提供本文.

•••••

公開日 2023/05/06 10:00
Paravi統合やSPOTV NOWパートナーシップなど注目の動画配信サービス
U-NEXTなら「1人しか観ない作品」も配信。拡大続く国内最大サービスが目指す先とは
編集部:杉山康介
U-NEXTは今年2月、動画配信サービスのParaviを運営する(株)プレミアム・プラットフォーム・ジャパンと2023年3月31日付で経営統合することを発表。7月を目処に、U-NEXTとParaviは一つのサービスとして新たに展開する。
ネット系/放送系の動画配信サービスの統合は今回が初めて。これによって、売上高800億円以上、有料会員数370万人以上、配信コンテンツ35万本以上と、国内勢で最大の動画配信プラットフォームが誕生することになる。
また、3月にはスポーツライブ配信サービス「SPOTV NOW」との提携や、世界的な総合格闘技団体「UFC」の全イベントライブ配信を発表するなど、スポーツコンテンツにも力を入れるなど、サービス拡充を推進。いま、U-NEXTがその存在感を大きくしてきている。

•••••

演習問題.
- a) U-NEXTの記事について、次の問いに答えよ。
(i) U-NEXTがParavi運営会社と経営統合するのは何日付か。
(ii) 統合後のプラットフォームの有料会員数はどれだけとされているか。
(iii) 全イベントのライブ配信が発表された総合格闘技団体の名称は何か。
- b) U-NEXTの記事の一部を一字一句そのまま書き写せ。範囲は「公開日 2023/05/06 10:00」を含む語句から始め、「ォームが誕生することになる。」の後で終えること。
- c) U-NEXTの記事の要点を2文でまとめよ。
レコードはこの作業に一切関与しない。

•••••

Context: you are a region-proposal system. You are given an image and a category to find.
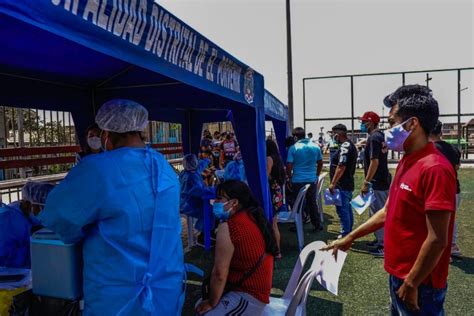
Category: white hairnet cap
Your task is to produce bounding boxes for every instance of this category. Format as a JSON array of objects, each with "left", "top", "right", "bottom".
[
  {"left": 21, "top": 181, "right": 54, "bottom": 204},
  {"left": 95, "top": 99, "right": 148, "bottom": 133},
  {"left": 183, "top": 154, "right": 198, "bottom": 171}
]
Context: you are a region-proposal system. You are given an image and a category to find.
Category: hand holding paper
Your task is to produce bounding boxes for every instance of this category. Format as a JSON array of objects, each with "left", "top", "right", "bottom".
[
  {"left": 351, "top": 191, "right": 375, "bottom": 215},
  {"left": 312, "top": 241, "right": 347, "bottom": 295},
  {"left": 324, "top": 189, "right": 342, "bottom": 206}
]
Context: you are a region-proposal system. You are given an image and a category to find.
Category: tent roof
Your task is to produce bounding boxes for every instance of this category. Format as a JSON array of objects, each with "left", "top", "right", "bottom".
[{"left": 0, "top": 0, "right": 263, "bottom": 113}]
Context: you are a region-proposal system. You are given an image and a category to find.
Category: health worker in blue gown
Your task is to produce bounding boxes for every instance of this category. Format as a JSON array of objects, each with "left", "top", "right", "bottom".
[
  {"left": 40, "top": 100, "right": 184, "bottom": 316},
  {"left": 0, "top": 181, "right": 54, "bottom": 269},
  {"left": 179, "top": 154, "right": 215, "bottom": 231}
]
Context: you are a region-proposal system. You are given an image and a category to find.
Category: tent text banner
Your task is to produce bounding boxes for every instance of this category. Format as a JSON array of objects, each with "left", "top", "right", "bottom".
[{"left": 50, "top": 0, "right": 254, "bottom": 104}]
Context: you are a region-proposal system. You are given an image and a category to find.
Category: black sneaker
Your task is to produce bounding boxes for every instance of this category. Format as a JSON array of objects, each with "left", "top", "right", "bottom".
[
  {"left": 366, "top": 240, "right": 379, "bottom": 249},
  {"left": 313, "top": 225, "right": 324, "bottom": 232},
  {"left": 369, "top": 246, "right": 384, "bottom": 258}
]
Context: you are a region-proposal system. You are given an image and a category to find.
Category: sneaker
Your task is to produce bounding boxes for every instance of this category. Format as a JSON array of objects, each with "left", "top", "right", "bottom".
[
  {"left": 451, "top": 244, "right": 462, "bottom": 257},
  {"left": 313, "top": 225, "right": 324, "bottom": 232},
  {"left": 366, "top": 240, "right": 378, "bottom": 249},
  {"left": 197, "top": 233, "right": 216, "bottom": 247},
  {"left": 369, "top": 247, "right": 384, "bottom": 258}
]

•••••

解答.
- a)
(i) 2023年3月31日付
(ii) 370万人以上
(iii) UFC

- b)
公開日 2023/05/06 10:00
Paravi統合やSPOTV NOWパートナーシップなど注目の動画配信サービス
U-NEXTなら「1人しか観ない作品」も配信。拡大続く国内最大サービスが目指す先とは
編集部:杉山康介
U-NEXTは今年2月、動画配信サービスのParaviを運営する(株)プレミアム・プラットフォーム・ジャパンと2023年3月31日付で経営統合することを発表。7月を目処に、U-NEXTとParaviは一つのサービスとして新たに展開する。
ネット系/放送系の動画配信サービスの統合は今回が初めて。これによって、売上高800億円以上、有料会員数370万人以上、配信コンテンツ35万本以上と、国内勢で最大の動画配信プラットフォームが誕生することになる。

- c) U-NEXTはParaviを運営する(株)プレミアム・プラットフォーム・ジャパンと経営統合し、7月を目処に両サービスを一つのサービスとして展開する予定で、これにより国内勢で最大の動画配信プラットフォームが誕生する。また3月には「SPOTV NOW」との提携やUFCの全イベントライブ配信を発表するなど、スポーツコンテンツにも力を入れてサービス拡充を推進している。